**** SELECTED EXTRACT
Time of his life
Nathaniel Hall’s play First Time not only won him awards but helped him deal with a breakdown after he was diagnosed with HIV
There’s a photograph of the actor and writer Nathaniel Hall, star of this year’s hit drama It’s A Sin, sitting on a bench in a park in Stockport. It was here, when he was 16 years old and waiting to pick up the white tuxedo he’d ordered for his school prom, that he met the man he now refers to as “Sam”. Sam (not his real name) was the man who Hall had his first sexual experience with, and Sam was the man who infected Hall with HIV.
“It’s relatively easy to get an HIV test and you can get a really quick turnaround these days.”
The story of this encounter and the ramifications it has on his life is the subject of First Time, Hall’s award-winning play that is currently on tour and scheduled for a five-night run at Manchester’s Contact theatre. Although the premise of the play might sound a bit grim, Hall insists there’s a lot of humour in the story.
“It’s hilarious and heartbreaking in equal measure. People often say: ‘I didn’t expect it to be as funny!’ But you know, real life is funny.”
Having learnt that he was HIV positive, Hall “boxed it up” and told very few people for 15 years.
“Then I basically had a mental breakdown and that’s where you meet me in First Time. It’s 2017 and I’m there in my dressing gown with white powder on my face and the show is starting and I’m not ready.”
It was, in fact, during this “chaotic” period in 2017 that Hall decided to write the play. The act of creating it was a way of breaking the silence about his diagnosis.
“There was a moment I caught myself in a mirror,” he says, “I was still awake two days after a house party. My then partner had gone out to work and I looked in the mirror and realised I didn’t recognise that person. It was this trauma, pain, sadness and shame that I had not dealt with and that was a pivotal moment for me.
“It forced my hand to go public about my diagnosis because once the ball was rolling, I realised that I was going to have to tell my family. It’s like the spotlight was on me and I couldn’t keep hiding. I never expected in any way that it would have the impact and the success it’s had.”
The play has met with critical acclaim and won awards at both the Vault festival in London and the Edinburgh Fringe. Hall, now 34, grew up around theatre.
********
» DESCRIPTION OF THE TASK
Write a continuation of the article about Nathaniel Hall and his play First Time, picking up after its final sentence. Nothing in the lines that come next is needed to work with the text about Nathaniel Hall.
**** MATERIAL SHOWN
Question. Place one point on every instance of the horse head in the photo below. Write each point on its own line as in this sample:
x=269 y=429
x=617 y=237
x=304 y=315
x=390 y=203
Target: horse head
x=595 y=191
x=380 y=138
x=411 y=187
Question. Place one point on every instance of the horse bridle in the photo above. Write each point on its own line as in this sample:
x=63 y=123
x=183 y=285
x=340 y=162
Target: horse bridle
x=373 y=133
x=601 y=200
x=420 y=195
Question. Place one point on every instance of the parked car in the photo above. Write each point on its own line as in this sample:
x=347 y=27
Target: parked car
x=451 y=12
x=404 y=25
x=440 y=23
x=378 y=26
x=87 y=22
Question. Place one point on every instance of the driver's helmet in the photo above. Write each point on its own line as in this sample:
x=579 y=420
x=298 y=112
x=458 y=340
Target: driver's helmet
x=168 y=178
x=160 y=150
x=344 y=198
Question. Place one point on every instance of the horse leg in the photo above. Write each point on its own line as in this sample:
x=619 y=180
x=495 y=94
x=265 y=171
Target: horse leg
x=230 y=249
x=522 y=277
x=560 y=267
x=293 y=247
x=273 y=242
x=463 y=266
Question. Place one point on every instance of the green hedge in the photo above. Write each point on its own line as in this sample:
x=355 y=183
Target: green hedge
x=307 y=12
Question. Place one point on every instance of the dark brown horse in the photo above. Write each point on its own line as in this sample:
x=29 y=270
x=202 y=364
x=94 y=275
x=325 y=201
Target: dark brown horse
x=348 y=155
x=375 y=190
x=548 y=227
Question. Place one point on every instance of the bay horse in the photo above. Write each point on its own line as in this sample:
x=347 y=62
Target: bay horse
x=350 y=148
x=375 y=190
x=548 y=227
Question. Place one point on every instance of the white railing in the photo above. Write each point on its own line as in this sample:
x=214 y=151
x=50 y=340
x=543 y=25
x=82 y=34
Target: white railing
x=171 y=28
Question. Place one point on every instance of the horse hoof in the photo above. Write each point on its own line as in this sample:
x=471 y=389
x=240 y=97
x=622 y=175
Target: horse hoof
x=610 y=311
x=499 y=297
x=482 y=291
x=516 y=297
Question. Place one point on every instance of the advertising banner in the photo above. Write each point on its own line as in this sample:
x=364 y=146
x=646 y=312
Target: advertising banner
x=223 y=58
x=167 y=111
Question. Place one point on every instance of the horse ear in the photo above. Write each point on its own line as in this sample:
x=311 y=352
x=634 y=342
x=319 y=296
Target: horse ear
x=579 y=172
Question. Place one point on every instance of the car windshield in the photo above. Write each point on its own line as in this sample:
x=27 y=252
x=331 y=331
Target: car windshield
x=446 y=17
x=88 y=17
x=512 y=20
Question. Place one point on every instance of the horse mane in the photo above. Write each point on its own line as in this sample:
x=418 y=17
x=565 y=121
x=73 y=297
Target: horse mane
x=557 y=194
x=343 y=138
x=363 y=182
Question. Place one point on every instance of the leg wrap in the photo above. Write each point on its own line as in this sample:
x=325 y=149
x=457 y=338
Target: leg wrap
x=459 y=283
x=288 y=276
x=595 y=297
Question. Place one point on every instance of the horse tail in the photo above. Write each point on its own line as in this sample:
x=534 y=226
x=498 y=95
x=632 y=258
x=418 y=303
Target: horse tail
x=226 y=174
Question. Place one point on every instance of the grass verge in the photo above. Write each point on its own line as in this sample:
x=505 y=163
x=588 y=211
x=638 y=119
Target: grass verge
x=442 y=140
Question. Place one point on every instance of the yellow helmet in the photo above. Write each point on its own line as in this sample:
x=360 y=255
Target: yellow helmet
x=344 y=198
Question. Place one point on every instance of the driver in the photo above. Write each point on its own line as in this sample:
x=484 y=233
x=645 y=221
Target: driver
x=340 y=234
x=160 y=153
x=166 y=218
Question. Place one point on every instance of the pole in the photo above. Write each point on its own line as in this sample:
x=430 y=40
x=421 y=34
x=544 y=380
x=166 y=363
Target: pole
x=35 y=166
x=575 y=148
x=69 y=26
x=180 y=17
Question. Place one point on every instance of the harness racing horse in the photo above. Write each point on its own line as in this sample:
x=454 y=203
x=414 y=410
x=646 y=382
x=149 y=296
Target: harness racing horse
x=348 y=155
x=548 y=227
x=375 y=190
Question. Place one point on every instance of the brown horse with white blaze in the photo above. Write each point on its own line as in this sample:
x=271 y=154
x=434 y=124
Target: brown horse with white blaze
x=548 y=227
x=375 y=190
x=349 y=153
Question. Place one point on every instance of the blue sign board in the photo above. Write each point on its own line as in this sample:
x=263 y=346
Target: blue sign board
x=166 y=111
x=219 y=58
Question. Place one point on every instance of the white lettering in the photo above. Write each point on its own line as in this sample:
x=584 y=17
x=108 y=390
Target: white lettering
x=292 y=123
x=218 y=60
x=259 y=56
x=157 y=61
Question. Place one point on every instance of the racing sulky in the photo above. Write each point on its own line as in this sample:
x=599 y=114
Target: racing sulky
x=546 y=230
********
» RESPONSE TO THE TASK
“I was in my mum’s womb when she was on stage. My mum is a teacher, but she was into amateur dramatics. I went into amateur dramatics as a kid and was in National Youth Theatre. I was in all the school plays, in the musicals, and then I went and studied theatre and was working in theatre right from graduation.”
He speaks with great warmth about his family and it’s clear that the delay in revealing his HIV status was in part connected to his fears about how they would react. Coming out as gay had been easy – “My mum told me I was gay when I was 16” – but he struggled to tell his parents about his diagnosis for years.
In the end, he wrote a letter.
“That allowed them to have a reaction without me being present. I’ve got a few friends who talk about this in terms of coming out as gay. No matter how much someone loves you, they can’t hide that first reaction, whether that’s anger or pain, and often that first thing you see on their faces can be hurtful so actually writing a letter was great.”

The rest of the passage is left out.